Records from a point-labeling set:
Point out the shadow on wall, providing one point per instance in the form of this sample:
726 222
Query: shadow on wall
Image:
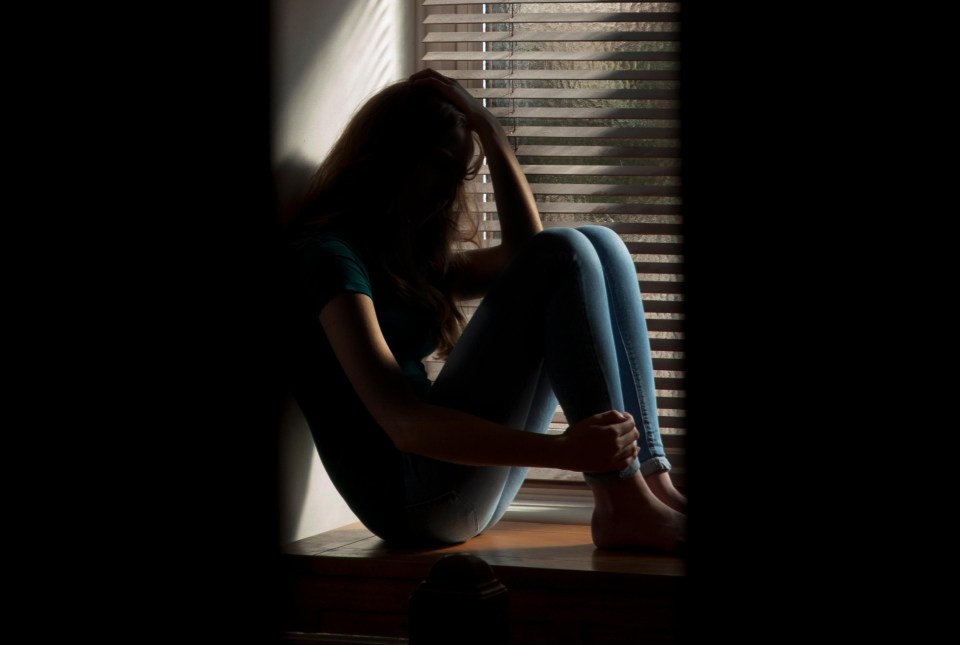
328 57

» **WORK TO BE COMPLETED**: In the lines above, swap "wall" for "fence" and keep everything else the same. Write out the result without the pictures.

» **RESULT BELOW**:
Point out the shadow on fence, providing one point per instance in the form of this sample:
726 222
Query: shadow on fence
Image:
328 57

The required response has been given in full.